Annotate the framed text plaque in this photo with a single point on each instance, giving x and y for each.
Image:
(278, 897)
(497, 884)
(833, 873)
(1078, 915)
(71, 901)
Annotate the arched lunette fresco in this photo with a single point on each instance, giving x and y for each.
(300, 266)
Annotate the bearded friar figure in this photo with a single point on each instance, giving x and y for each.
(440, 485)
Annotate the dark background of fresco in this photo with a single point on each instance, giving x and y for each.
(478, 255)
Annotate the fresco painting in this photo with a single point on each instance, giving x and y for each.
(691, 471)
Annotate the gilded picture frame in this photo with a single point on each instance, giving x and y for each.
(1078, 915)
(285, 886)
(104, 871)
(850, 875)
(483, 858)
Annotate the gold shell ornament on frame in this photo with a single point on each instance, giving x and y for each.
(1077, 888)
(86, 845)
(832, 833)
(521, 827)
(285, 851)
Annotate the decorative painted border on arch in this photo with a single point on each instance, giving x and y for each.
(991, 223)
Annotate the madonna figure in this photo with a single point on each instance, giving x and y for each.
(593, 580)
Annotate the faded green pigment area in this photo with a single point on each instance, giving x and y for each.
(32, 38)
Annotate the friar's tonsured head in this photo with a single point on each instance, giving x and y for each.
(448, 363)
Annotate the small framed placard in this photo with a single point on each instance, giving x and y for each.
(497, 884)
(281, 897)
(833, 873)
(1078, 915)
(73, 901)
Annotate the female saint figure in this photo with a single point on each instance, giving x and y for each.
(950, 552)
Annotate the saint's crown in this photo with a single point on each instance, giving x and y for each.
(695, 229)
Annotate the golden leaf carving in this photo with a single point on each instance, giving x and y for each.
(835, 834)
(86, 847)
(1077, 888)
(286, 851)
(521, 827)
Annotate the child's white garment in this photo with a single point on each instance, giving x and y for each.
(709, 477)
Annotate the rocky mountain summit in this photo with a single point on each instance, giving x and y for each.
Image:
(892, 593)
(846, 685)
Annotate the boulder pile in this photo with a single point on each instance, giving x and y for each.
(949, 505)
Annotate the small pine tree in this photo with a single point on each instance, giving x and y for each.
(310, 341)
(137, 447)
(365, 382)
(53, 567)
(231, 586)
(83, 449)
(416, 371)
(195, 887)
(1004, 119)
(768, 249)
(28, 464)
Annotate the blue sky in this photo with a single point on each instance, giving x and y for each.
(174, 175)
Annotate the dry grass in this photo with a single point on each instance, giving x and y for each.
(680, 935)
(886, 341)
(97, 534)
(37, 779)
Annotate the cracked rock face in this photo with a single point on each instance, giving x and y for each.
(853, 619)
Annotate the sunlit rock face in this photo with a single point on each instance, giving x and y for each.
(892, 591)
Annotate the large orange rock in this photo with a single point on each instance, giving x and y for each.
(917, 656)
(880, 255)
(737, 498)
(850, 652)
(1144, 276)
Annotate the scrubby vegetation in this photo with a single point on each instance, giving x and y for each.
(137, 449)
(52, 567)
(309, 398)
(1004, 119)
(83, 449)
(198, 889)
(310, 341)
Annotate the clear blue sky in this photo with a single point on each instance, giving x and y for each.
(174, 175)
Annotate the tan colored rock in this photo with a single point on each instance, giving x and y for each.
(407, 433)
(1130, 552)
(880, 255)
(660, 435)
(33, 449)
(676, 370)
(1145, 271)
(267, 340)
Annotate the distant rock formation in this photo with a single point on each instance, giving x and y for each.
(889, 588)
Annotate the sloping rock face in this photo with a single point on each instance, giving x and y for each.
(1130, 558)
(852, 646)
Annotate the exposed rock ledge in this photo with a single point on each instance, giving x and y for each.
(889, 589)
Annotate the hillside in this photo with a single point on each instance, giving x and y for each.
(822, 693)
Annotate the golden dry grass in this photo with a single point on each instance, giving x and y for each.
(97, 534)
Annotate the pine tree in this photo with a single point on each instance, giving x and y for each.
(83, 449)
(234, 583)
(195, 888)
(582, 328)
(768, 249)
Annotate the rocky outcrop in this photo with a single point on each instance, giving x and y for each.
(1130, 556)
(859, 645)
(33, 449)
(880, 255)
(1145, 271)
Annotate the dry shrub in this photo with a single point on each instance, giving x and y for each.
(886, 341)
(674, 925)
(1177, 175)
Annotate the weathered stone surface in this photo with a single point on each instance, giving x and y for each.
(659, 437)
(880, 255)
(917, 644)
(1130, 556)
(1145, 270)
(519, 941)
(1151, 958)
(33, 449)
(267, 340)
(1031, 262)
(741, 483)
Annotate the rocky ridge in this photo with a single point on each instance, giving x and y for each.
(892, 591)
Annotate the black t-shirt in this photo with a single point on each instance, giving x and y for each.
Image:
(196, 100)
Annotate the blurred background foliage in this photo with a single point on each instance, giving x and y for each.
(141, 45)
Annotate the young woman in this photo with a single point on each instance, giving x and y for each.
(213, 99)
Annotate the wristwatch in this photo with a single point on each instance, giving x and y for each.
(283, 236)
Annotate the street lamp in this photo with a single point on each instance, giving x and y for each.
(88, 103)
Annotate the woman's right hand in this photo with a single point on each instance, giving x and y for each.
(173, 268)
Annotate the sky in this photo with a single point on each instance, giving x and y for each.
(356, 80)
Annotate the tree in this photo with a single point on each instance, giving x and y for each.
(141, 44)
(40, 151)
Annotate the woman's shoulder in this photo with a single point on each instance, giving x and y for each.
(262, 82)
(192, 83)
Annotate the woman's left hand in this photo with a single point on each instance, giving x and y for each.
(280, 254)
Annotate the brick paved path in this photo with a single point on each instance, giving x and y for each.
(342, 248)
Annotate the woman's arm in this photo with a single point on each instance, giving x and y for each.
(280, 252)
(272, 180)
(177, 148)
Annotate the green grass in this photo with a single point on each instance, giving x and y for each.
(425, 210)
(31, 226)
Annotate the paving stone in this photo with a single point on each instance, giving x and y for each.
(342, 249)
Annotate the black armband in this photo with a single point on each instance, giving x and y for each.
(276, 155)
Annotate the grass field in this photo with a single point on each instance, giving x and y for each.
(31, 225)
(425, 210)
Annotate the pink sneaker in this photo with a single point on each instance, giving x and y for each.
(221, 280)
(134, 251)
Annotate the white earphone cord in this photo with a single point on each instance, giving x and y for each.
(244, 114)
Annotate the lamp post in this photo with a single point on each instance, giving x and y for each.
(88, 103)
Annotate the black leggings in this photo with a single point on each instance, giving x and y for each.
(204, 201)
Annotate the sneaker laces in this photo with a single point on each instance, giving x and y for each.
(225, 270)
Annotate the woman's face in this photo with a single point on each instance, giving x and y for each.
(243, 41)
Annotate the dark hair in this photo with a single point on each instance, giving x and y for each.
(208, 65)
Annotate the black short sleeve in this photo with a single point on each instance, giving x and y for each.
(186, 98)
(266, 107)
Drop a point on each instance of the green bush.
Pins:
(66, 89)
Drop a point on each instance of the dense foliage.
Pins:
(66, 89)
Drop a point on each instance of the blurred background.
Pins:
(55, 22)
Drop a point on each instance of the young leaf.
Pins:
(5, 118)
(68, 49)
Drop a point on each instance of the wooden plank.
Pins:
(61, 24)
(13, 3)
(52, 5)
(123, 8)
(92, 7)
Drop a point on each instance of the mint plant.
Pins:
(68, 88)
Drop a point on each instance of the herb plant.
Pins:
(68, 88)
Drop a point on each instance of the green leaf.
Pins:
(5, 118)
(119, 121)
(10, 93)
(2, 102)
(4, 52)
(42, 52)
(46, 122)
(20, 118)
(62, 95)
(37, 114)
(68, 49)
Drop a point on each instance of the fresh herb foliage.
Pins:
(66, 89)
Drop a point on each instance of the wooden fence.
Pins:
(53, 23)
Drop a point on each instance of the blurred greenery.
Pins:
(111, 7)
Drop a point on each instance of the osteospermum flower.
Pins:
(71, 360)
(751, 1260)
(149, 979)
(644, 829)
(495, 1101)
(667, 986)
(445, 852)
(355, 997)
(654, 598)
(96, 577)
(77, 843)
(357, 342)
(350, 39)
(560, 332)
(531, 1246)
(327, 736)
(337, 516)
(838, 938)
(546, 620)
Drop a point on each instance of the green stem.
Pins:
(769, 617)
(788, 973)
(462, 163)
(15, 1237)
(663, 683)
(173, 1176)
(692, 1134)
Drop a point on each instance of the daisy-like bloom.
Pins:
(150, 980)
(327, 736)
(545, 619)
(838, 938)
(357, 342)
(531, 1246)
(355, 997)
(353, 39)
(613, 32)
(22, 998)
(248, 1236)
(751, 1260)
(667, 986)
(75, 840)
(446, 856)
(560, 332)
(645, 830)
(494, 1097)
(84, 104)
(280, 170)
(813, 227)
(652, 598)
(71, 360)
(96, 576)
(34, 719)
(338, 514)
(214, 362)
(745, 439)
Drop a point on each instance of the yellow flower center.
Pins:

§ REQUIRED WORK
Reproduce only the lines between the line containing "Drop a point on each instance of the fresh" and the last line of the records, those two lines included, exactly.

§ REPLY TO THE TASK
Drop a point on each instance of the fresh herb foliage.
Pins:
(66, 89)
Drop a point on each instance of the wooden fence.
Pins:
(53, 23)
Drop a point on each instance of the blurred greenery.
Pins:
(111, 7)
Drop a point on each instance of the osteospermum flower.
Pins:
(71, 360)
(751, 1260)
(149, 979)
(644, 829)
(495, 1101)
(667, 986)
(445, 852)
(355, 997)
(654, 598)
(96, 577)
(77, 843)
(357, 342)
(350, 39)
(560, 332)
(531, 1246)
(327, 736)
(337, 516)
(838, 938)
(546, 620)
Drop a point on each instance of the green stem.
Pins:
(769, 617)
(788, 973)
(462, 163)
(15, 1237)
(663, 683)
(173, 1176)
(692, 1134)
Drop a point on each instance of the daisy-like bloom.
Pins:
(150, 980)
(327, 736)
(545, 619)
(838, 938)
(357, 342)
(531, 1246)
(355, 997)
(353, 39)
(613, 32)
(22, 998)
(248, 1236)
(751, 1260)
(667, 986)
(75, 840)
(446, 856)
(560, 332)
(645, 830)
(494, 1097)
(84, 104)
(280, 170)
(813, 227)
(652, 598)
(71, 360)
(96, 576)
(34, 719)
(338, 514)
(214, 362)
(745, 439)
Drop a point on each instance of the yellow flower center.
Pins:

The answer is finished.